* Task directions
Report each line of the records below that holds the word "hillside".

*** Information supplied Section Begins ***

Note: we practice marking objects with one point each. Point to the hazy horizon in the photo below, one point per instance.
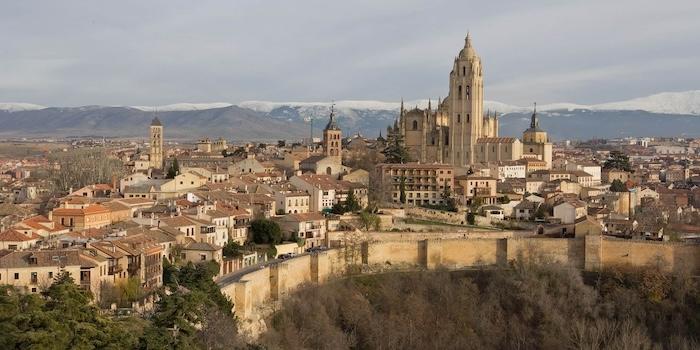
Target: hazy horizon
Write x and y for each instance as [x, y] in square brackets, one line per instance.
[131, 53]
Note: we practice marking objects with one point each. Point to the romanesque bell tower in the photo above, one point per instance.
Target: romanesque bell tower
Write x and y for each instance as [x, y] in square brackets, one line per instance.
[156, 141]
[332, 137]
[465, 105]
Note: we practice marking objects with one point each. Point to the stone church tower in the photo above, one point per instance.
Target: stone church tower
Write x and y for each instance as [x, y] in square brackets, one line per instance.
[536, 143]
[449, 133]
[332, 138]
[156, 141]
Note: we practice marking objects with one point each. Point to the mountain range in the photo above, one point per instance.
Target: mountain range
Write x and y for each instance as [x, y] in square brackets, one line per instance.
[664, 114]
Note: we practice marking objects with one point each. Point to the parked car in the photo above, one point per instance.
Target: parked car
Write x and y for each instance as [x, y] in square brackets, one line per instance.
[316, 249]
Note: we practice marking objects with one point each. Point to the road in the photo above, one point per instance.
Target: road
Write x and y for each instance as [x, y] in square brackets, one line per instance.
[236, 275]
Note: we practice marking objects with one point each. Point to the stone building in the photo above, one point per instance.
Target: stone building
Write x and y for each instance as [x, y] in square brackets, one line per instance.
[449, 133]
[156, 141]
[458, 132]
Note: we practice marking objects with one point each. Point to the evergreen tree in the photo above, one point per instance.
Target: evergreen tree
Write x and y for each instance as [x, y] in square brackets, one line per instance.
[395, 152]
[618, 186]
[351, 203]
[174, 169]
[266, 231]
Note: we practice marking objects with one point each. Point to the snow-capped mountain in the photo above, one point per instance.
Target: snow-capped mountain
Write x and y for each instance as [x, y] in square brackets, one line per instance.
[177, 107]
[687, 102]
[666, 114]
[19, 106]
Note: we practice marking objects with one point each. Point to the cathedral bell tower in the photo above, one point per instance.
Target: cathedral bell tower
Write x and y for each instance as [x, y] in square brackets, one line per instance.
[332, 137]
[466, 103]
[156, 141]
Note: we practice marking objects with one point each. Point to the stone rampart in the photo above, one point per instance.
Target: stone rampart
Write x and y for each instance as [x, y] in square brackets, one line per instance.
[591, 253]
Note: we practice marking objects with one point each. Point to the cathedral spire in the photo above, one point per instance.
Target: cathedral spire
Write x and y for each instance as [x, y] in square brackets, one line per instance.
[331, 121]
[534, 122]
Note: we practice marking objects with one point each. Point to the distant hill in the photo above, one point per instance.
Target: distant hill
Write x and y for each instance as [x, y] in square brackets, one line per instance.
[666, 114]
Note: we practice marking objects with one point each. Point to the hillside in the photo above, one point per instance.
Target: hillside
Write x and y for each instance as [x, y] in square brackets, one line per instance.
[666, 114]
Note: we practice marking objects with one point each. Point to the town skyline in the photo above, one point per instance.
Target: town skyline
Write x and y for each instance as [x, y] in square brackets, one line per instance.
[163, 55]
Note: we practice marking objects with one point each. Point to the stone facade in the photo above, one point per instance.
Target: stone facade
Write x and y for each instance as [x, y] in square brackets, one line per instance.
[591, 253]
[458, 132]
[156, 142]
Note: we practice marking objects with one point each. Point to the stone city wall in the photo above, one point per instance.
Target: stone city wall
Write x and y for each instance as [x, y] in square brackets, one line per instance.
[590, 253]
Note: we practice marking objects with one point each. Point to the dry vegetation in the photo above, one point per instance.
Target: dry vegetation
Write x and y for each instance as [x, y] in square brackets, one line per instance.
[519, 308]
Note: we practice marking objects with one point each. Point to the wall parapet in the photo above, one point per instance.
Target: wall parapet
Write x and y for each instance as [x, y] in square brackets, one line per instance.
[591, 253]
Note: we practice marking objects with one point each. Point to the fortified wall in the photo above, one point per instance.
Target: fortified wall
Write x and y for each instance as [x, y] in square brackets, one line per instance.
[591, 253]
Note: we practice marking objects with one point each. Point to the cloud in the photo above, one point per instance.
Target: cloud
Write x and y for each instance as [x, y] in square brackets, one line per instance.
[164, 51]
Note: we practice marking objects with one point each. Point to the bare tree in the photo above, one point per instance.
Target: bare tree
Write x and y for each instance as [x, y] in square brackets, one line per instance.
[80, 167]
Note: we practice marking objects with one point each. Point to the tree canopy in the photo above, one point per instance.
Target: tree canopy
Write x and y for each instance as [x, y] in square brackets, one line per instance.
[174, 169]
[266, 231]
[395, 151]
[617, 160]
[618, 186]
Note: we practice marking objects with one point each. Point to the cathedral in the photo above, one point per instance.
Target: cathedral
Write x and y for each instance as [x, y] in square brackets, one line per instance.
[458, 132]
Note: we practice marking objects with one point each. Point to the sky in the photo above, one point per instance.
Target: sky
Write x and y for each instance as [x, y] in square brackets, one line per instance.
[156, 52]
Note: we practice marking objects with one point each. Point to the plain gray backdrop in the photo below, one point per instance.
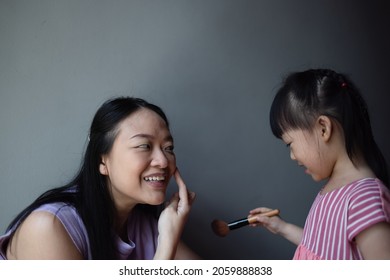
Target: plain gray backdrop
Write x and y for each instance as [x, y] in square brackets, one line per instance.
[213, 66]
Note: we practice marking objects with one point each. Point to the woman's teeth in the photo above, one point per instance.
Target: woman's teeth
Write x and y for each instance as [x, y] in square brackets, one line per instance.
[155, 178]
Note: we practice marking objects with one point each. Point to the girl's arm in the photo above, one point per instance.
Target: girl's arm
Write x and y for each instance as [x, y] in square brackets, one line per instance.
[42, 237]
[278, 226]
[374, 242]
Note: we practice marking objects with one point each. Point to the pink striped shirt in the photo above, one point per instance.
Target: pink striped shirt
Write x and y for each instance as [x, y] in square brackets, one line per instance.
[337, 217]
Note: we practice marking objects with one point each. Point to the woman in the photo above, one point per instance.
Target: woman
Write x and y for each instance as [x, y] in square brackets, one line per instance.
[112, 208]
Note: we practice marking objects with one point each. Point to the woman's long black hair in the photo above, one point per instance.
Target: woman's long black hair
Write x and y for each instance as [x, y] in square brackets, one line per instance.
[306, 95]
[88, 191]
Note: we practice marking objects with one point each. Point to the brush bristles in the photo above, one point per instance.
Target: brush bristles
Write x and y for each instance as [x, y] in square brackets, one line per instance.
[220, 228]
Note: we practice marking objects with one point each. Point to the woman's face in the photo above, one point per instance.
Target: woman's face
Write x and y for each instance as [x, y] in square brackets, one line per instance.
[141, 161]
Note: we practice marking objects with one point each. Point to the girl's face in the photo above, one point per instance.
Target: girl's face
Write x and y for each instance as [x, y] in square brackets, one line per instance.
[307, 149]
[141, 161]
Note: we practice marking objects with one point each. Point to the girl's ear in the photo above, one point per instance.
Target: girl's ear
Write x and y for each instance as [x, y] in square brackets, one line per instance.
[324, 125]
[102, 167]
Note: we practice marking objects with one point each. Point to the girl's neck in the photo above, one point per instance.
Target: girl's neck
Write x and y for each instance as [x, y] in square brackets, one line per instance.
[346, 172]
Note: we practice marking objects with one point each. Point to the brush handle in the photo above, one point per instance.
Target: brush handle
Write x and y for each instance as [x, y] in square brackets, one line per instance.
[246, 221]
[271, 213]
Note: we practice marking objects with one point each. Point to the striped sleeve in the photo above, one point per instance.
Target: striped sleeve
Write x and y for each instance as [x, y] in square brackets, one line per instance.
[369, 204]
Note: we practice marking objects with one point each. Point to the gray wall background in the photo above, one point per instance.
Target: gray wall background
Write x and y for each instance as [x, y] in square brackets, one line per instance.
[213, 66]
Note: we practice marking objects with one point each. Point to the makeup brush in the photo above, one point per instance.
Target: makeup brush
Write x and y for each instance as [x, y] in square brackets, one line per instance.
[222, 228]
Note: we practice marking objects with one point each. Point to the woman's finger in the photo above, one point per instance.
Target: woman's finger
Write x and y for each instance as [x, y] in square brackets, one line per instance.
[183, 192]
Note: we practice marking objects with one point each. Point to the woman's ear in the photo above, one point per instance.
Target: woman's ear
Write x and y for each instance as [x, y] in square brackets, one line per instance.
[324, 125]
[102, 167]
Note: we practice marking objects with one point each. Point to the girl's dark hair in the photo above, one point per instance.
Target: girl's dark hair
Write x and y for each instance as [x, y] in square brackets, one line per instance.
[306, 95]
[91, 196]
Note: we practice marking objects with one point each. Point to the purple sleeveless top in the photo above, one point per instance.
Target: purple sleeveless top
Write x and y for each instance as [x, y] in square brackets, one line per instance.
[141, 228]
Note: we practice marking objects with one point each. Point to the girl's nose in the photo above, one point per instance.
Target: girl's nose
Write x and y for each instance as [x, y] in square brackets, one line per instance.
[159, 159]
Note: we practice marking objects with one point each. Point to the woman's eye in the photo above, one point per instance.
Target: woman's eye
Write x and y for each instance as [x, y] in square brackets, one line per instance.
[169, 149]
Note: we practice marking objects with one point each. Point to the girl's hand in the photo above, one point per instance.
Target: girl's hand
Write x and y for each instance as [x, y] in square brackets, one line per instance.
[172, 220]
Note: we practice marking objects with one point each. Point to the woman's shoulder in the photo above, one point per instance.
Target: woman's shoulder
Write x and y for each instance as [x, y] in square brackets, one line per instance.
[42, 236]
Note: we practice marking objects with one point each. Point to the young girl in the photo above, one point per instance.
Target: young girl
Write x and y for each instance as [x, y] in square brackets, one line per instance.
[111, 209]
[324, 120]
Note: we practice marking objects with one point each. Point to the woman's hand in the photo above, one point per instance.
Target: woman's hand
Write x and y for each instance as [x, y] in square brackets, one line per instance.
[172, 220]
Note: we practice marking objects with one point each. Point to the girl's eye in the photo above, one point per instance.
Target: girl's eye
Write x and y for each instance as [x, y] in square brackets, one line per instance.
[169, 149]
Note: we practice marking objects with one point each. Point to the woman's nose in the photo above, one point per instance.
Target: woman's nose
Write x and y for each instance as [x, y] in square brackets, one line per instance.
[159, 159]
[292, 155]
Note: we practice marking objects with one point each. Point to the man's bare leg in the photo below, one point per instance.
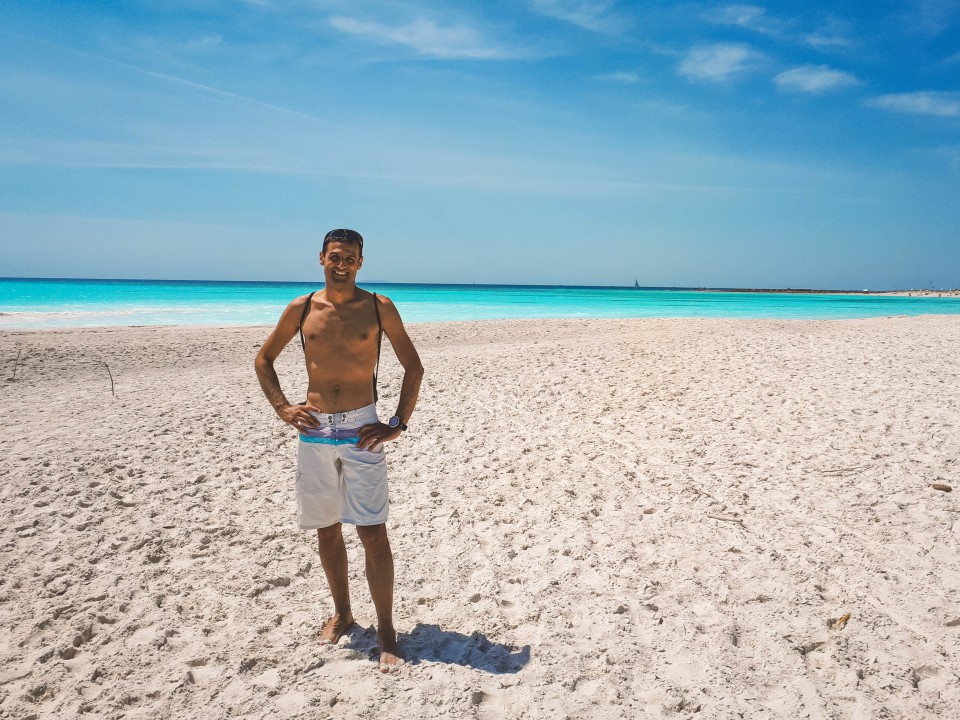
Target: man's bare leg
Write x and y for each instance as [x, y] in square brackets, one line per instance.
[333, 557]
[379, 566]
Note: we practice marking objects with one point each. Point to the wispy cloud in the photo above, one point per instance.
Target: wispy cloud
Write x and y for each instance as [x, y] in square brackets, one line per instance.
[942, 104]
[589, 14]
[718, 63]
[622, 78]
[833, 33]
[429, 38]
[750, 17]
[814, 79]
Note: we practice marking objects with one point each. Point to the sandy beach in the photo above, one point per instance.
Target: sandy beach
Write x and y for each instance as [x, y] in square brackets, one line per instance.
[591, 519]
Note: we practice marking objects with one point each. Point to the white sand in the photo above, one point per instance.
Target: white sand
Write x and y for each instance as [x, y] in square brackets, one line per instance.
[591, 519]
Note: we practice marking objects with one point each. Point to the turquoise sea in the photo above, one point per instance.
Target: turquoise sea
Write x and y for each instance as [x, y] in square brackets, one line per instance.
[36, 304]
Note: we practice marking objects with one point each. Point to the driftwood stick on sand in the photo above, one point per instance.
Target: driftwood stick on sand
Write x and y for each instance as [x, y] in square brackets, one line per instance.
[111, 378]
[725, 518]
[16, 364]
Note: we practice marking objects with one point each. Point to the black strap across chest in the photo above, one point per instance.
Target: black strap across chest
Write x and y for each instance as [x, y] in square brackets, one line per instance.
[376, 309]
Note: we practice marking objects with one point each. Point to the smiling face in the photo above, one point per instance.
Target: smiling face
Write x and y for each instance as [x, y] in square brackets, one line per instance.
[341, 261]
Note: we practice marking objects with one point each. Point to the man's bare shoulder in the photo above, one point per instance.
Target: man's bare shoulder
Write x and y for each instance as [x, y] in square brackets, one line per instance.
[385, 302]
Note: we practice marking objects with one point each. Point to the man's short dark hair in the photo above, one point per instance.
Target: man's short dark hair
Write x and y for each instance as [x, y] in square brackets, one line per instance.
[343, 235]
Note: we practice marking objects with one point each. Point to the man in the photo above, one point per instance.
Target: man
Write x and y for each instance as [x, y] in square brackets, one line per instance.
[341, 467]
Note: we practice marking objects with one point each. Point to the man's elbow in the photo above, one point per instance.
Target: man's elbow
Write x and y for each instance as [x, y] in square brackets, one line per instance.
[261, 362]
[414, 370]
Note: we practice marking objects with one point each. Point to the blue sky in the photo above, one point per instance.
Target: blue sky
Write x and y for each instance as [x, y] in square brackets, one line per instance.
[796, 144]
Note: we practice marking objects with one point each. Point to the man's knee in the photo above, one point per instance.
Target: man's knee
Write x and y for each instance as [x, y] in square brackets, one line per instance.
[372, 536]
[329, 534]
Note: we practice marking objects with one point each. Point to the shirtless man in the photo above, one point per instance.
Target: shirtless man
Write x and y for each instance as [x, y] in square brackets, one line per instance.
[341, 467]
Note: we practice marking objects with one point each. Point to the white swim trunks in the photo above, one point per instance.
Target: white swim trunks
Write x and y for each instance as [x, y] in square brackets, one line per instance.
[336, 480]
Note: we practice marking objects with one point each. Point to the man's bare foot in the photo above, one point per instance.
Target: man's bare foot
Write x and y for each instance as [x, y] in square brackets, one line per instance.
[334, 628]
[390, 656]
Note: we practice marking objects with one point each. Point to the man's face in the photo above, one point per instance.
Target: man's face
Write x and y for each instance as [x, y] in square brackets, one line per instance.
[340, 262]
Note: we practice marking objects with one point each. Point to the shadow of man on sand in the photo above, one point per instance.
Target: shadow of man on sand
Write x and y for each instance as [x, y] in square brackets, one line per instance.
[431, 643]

*** Information supplied Section Ends ***

* Exercise answer
Note: we practice marking objects with one point each. Point to the hillside in the photo above, one point per instance.
Target: hillside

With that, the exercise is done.